Can you find every line in the items below that contains the word "grass" and copy each one out? Case counts.

[start of Data rows]

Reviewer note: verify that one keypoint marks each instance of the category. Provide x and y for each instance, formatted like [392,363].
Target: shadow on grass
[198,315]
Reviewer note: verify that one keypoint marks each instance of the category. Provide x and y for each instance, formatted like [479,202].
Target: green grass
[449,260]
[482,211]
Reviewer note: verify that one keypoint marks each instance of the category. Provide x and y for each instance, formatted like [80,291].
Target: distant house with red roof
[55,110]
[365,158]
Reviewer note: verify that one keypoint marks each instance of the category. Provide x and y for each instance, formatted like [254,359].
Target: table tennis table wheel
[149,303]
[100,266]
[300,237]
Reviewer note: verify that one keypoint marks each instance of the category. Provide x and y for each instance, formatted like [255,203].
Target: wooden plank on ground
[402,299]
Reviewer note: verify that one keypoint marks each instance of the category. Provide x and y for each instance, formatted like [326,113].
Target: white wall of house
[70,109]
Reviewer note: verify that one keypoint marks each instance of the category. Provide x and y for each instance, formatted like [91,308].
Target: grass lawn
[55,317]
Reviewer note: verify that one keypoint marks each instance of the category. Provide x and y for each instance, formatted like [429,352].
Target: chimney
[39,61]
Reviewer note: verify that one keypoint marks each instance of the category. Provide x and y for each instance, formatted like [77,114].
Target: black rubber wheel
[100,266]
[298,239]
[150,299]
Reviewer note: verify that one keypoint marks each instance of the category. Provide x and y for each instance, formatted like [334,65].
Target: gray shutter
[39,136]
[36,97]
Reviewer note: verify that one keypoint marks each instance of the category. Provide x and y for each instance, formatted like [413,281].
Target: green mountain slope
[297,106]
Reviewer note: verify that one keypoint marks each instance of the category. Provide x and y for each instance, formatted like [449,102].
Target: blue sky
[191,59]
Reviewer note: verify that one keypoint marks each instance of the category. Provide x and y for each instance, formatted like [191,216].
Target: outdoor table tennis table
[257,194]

[end of Data rows]
[start of Data rows]

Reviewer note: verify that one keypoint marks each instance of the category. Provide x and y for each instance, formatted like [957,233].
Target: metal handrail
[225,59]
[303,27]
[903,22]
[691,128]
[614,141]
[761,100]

[end of Data rows]

The solution:
Target: shadow on grass
Target: green grass
Target: grass lawn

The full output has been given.